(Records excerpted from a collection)
··········

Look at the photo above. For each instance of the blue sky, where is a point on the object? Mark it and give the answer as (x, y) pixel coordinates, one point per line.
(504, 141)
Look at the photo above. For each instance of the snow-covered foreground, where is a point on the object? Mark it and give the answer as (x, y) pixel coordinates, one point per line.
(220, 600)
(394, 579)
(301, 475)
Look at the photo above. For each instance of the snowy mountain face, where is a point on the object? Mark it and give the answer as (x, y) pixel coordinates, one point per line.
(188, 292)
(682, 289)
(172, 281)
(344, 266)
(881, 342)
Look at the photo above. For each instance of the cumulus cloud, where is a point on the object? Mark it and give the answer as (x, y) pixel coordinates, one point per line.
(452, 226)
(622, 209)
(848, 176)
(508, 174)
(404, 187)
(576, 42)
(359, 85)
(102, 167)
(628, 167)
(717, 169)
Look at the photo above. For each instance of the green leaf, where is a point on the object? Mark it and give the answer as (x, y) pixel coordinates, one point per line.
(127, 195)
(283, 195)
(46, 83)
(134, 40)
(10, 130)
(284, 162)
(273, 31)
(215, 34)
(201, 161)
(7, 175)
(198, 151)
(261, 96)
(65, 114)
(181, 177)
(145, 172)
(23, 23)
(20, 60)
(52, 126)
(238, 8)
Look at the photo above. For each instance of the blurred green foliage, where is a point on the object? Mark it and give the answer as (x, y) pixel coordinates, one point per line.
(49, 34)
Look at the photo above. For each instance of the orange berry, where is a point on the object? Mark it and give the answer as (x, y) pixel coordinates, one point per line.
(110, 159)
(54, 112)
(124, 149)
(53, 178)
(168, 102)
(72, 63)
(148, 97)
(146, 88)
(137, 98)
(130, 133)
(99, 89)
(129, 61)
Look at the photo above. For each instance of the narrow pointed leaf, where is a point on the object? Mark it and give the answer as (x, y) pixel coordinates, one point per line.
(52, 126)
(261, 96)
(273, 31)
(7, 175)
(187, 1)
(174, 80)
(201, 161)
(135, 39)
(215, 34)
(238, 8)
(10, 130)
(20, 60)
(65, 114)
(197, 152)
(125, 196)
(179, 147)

··········

■ Task brief ■
Render as a numbered list the part of the records that opens with the line containing "Look at the photo above. For each instance of the cumulus" and runs through the end of the records, leaving out any blank lines.

■ Written response ■
1. Look at the photo above. For each instance of the cumulus cloud, where is a point on the object? Mark it and give the answer as (x, y) pixel coordinates, one point per line.
2. (452, 226)
3. (622, 209)
4. (848, 176)
5. (508, 174)
6. (404, 187)
7. (576, 42)
8. (359, 85)
9. (102, 167)
10. (628, 167)
11. (717, 169)
12. Look at the photo above. For each instance of the green leaf, where is a point on the object? Mark it and give the answer as (x, y) pixel coordinates, one point per line.
13. (127, 195)
14. (283, 195)
15. (46, 83)
16. (134, 40)
17. (10, 130)
18. (284, 162)
19. (273, 31)
20. (215, 34)
21. (201, 161)
22. (7, 175)
23. (198, 151)
24. (261, 96)
25. (65, 114)
26. (181, 177)
27. (145, 172)
28. (23, 23)
29. (20, 60)
30. (52, 126)
31. (238, 8)
32. Look at the photo above. For each instance of the blurred green foliage, where is a point on the object? Mark it and give the answer as (x, y) pixel coordinates, one point per line.
33. (49, 34)
34. Look at the photo above. For each instance of the orange berry, where is a point on the object? Mark it and give the answer as (x, y) pixel coordinates, one point per line.
35. (110, 159)
36. (54, 112)
37. (124, 149)
38. (53, 178)
39. (168, 102)
40. (72, 63)
41. (148, 97)
42. (146, 88)
43. (137, 98)
44. (130, 133)
45. (99, 89)
46. (129, 61)
47. Look at the photo above. For each instance of the narrow pointed leaf, where is a point on the object? Mark it and give the answer as (x, y) pixel coordinates, one point per line.
48. (52, 126)
49. (261, 96)
50. (273, 31)
51. (7, 175)
52. (187, 1)
53. (174, 80)
54. (201, 161)
55. (135, 39)
56. (215, 34)
57. (238, 8)
58. (10, 130)
59. (20, 60)
60. (65, 114)
61. (197, 152)
62. (125, 196)
63. (179, 147)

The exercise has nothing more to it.